_Set problem a_:
Translate this sentence from the ivory trade extract into Spanish: "On January 31, Hong Kong voted to ban ivory sales in a landmark move to end the infamous trade in the city."

_Selected extract_:
[Begin]
The report titled “Myanmar’s Growing Illegal Ivory Trade with China” recounts how Chinese visitors smuggle worked ivory from a border town with Myanmar with little concern of getting caught.

The report by specialists Lucy Vigne and the late Esmond Martin reveals some five towns and cities with 51 shops openly displaying 14, 846 ivory items for sale.

Iain Douglas-Hamilton, Founder of Save the Elephants, has called for more collaboration among countries more so in intelligence gathering to curb the illegal trade.

Though poaching is a vice in Myanmar, Vigne says the country also provides an unchecked conduit for illegal African ivory carved in the region to be smuggled into China, in violation of international law.

“The authorities are not deterring ivory smugglers and trade in ivory and other endangered wildlife products that is running riot to meet continued Chinese demand,” says Vigne, the lead author of the report.

Traders reported that at least 90 per cent of buyers were Chinese wishing to smuggle the ivory home.

In Vietnam, it is estimated at 75 per cent.

On January 31, Hong Kong voted to ban ivory sales in a landmark move to end the infamous trade in the city.

The steps include a ban on trade in hunting trophies and ivory dating from after 1975 when a global treaty regulating the trade took effect.

It would later extend to ivory acquired before 1975 and finally, traders would have to dispose of their stock by 2021.

Poaching in Africa has seen the elephant population fell by 110,000 over the last 10 years to just 415,000, according to the International Union for Conservation of Nature.

Despite an overall fall in poaching, Africa’s elephant population has declined in part because of continued illegal killing, said a report last year by the Convention on International Trade in Endangered Species.
[End]
[Dataset excerpts on pointing at objects]
[Begin]
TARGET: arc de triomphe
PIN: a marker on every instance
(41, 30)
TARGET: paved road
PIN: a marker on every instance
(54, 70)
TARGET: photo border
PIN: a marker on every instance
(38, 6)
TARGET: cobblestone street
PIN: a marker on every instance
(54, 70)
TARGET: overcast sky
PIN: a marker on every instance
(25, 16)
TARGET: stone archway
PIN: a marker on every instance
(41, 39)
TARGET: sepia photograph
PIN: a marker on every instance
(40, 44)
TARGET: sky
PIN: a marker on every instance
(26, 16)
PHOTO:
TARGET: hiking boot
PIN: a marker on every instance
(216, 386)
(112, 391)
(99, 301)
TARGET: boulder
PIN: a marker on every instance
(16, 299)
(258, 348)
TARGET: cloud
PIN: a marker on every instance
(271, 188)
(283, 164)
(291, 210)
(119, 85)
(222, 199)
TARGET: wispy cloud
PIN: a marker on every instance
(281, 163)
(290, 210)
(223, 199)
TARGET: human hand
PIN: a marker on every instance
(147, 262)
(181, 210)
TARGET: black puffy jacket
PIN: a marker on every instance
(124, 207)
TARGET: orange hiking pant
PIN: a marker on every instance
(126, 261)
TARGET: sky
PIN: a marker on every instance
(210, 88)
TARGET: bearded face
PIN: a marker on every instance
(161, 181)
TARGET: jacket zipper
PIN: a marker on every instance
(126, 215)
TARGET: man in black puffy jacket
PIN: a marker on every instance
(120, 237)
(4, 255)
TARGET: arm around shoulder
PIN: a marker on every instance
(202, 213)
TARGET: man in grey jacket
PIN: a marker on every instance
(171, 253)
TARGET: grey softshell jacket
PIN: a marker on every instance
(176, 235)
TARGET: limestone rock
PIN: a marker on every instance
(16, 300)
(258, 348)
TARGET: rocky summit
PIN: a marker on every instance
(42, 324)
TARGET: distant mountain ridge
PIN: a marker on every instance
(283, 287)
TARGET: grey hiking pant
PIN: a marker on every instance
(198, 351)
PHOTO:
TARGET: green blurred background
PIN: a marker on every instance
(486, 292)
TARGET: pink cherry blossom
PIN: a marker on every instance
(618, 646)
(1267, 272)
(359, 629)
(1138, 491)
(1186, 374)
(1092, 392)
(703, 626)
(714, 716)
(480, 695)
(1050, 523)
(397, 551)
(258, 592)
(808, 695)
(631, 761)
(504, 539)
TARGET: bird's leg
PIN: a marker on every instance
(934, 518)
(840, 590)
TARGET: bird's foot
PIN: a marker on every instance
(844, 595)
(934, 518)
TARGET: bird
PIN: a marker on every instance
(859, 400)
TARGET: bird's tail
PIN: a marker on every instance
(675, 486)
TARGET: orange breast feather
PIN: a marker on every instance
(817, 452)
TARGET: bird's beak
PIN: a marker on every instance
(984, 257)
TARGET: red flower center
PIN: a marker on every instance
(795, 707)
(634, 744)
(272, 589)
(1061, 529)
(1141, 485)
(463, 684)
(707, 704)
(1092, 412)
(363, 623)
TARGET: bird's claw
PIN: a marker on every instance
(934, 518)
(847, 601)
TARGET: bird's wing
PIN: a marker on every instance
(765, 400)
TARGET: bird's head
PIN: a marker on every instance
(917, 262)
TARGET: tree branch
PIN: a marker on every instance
[End]
_Set problem b_:
Report each line of the records that contains the string "pant".

_Written reply a_:
El 31 de enero, Hong Kong votó a favor de prohibir la venta de marfil en una medida histórica para poner fin al infame comercio en la ciudad.

_Written reply b_:
TARGET: orange hiking pant
TARGET: grey hiking pant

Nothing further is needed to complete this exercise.